Document extract ▸
────────
# restaining a mantle



## smartestblonde (May 15, 2010)

Hi,

We have a mantle that I want to strip and restain a darker color. It's about 3 years old and is a oakey color. I have NEVER even attempted to strip and/or stain a piece of wood, so I really would like some expert advice. I need instructions on the best (and ideally, easiest) way to strip as well as the best stripper and stain products.

I have included a pic of the mantle. 

Any advice you can offer would be greatly appreciated!

Thanks,
Kara


----------



## cabinetman (Jul 5, 2007)

*WELCOME TO THE FORUM*

There are a few types of strippers. The most effective would be an MC (methylene chloride) based stripper. It's fast, and very toxic. You would need plenty of ventilation, protective gauntlet gloves, face and eye protection, and preferably a respirator. The best I've used is called "Aircraft Stripper", in the blue can, available at auto paint and body retail stores.

There are waterbased stirppers that are more user friendly. One is called CitriStrip. It smells like oranges, can be used indoors, and cleans up with water. It works very well, but may take more than one application.

Then you have common solvents like lacquer thinner, or acetone, that could be used to remove finishes.

As for stains, you will probably prefer an oil base stain. Check the colors available, and buy a small can if you can to test it on some inconspicuous area. Stains take experimenting.


----------



## smartestblonde (May 15, 2010)

cabinetman said:


> *WELCOME TO THE FORUM*
> 
> There are a few types of strippers. The most effective would be an MC (methylene chloride) based stripper. It's fast, and very toxic. You would need plenty of ventilation, protective gauntlet gloves, face and eye protection, and preferably a respirator. The best I've used is called "Aircraft Stripper", in the blue can, available at auto paint and body retail stores.
> 
> ...


Many thanks....do you have a preference for a specific brand of stain? Also, do you recommend putting down some type of base before applying the actual stain?


----------



## cabinetman (Jul 5, 2007)

Can't tell what the wood is in the picture. To make your project simple and easy, once stripped, if the wood looks blotchy, you may need a conditioner. But most likely just a quick sanding with 150x to 180x. 

You might just stick with an easy to find pigmented oil base stain. Sherwin-Williams, Cabot, and MinWax have good selections. These can be found in the home centers and paint stores. If you can find the small cans (1/2 pint), the cost of experimenting won't cost an arm and a leg and your first born.
────────
Stored items ▸
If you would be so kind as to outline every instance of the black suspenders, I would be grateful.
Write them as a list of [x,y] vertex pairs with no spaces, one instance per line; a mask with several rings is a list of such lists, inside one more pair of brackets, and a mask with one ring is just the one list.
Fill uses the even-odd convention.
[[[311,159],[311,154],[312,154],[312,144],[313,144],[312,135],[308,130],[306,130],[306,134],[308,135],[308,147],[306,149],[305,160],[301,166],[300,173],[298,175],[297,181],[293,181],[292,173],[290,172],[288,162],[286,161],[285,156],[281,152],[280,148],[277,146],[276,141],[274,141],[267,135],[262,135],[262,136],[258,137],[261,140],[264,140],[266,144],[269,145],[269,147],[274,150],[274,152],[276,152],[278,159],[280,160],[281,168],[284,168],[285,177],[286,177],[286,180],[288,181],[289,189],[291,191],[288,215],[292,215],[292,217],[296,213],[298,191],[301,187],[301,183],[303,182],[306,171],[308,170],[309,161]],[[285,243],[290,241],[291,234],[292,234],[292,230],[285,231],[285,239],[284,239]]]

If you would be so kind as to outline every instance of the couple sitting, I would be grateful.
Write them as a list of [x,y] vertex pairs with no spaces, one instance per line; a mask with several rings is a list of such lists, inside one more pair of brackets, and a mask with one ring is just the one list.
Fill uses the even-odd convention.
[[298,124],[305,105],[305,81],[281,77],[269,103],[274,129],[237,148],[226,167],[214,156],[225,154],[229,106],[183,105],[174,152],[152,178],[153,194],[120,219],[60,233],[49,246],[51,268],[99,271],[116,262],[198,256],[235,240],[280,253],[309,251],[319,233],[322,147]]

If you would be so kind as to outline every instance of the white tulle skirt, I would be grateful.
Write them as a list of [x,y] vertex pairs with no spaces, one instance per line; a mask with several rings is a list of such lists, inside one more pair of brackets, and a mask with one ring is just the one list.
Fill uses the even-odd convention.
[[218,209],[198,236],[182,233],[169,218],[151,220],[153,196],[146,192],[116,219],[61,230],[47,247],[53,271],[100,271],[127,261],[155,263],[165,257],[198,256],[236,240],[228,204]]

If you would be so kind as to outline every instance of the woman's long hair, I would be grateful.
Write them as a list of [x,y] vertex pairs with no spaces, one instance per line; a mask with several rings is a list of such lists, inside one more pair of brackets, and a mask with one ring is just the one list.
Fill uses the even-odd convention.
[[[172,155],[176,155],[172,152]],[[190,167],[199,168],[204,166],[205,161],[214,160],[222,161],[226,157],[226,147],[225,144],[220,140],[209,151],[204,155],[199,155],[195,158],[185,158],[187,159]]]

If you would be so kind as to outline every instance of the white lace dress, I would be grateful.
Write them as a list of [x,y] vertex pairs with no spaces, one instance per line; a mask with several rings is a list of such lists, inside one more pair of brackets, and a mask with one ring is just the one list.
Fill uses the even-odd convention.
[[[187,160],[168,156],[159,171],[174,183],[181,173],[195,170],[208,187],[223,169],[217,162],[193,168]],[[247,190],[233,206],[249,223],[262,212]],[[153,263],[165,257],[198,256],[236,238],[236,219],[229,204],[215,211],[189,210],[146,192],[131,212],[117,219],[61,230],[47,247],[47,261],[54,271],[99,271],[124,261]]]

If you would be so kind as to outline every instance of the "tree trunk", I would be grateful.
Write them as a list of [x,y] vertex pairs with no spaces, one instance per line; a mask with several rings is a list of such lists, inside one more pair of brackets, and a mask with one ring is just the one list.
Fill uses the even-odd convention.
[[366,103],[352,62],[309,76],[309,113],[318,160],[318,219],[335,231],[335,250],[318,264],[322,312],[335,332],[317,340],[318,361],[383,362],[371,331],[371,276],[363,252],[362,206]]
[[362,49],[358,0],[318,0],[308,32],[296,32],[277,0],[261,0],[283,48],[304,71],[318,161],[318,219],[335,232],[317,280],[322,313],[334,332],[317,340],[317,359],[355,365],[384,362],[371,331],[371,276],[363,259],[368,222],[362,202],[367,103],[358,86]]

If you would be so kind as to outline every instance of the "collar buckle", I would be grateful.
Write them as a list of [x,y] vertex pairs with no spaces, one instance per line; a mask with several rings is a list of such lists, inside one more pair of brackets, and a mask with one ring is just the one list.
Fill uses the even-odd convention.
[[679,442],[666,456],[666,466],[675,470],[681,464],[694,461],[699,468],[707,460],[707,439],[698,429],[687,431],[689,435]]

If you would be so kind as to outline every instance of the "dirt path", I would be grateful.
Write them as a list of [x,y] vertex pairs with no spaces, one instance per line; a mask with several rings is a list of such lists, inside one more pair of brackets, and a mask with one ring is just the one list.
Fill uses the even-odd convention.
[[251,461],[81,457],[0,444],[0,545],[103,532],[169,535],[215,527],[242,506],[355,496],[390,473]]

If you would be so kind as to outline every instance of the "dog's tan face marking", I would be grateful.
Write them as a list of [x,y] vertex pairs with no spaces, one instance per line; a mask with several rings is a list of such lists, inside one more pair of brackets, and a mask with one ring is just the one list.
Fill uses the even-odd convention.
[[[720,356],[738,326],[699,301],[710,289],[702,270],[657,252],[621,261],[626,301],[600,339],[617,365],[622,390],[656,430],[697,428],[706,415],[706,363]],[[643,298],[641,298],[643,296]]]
────────
What needs to be done ▸
Extend the forum thread on restaining a mantle, picking up right after its last sentence. You will not need any of this data.

Exercise output ▸
For a final finish, you could just use a wipe on version of an oil base varnish, oil base polyurethane, or waterbase polyurethane. If you can't find any of those, just get an interior varnish, or oil base polyurethane and thin the first coat about 50% VM&P naptha (or mineral spirits). Sand in between coats with 320x. Remaining coats can be thinned 25%.


----------



## knotscott (Nov 8, 2007)

Since you're going to a darker shade, it might be easier to just use a darker Polyshades type stain/polyurethane mix. As opposed to stripping off the old finish, and sanding the stain down to the wood, prep for Polyshades would include just cleaning and scuffing up the surface a little.


----------



## Leo G (Oct 16, 2006)

Polyshades...A pox on you. :laughing:

Nasty uncontrollable stuff.


----------



## JW_in_Indy (Mar 20, 2009)

Leo G said:


> Polyshades...A pox on you. :laughing:
> 
> Nasty uncontrollable stuff.


I would have to agree. I tried this stuff just once and threw it away.


----------



## Leo G (Oct 16, 2006)

All it does is leave streaks. Everytime you go over it, it gets darker and streakier.


----------



## knotscott (Nov 8, 2007)

I've gotten some good results from the Polyshades. You need to stir it frequently, keep a wet edge when applying, and avoid "rebrushing" once it's on. I also find it helps to thin it a little.


----------



## Colt W. Knight (Nov 29, 2009)

Stripping anything sucks. Applying a tinted poly or lacquer would be much easier, and in the end probably produce better results.

Stripping, sanding, conditionings, staining, and clear coating something that has a lot of curves, corners, and moulding like that ledge will take A LOT of work.


----------



## cusingeorge (Nov 17, 2007)

If you are looking to change the color of the wood (with as little effort as possible) you can look at aerosol toners.

Here is where I get mine:

http://store.gemini-coatings.com/c-235-toner-pigmented-aerosols.aspx

They have a transparent color card for their toners that allow you to lay the color across your wood and get an idea of what the color is going to look like before you buy a can. This is not a perfect system, but it does make things a little less unpredictable.


----------



## JW_in_Indy (Mar 20, 2009)

cusingeorge said:


> If you are looking to change the color of the wood (with as little effort as possible) you can look at aerosol toners.
> 
> Here is where I get mine:
> 
> ...


Thanks for the link George. I've never seen this stuff before. I can think of a couple of projects where this would have come in quite handy. Where were you then? :laughing:


----------



## cusingeorge (Nov 17, 2007)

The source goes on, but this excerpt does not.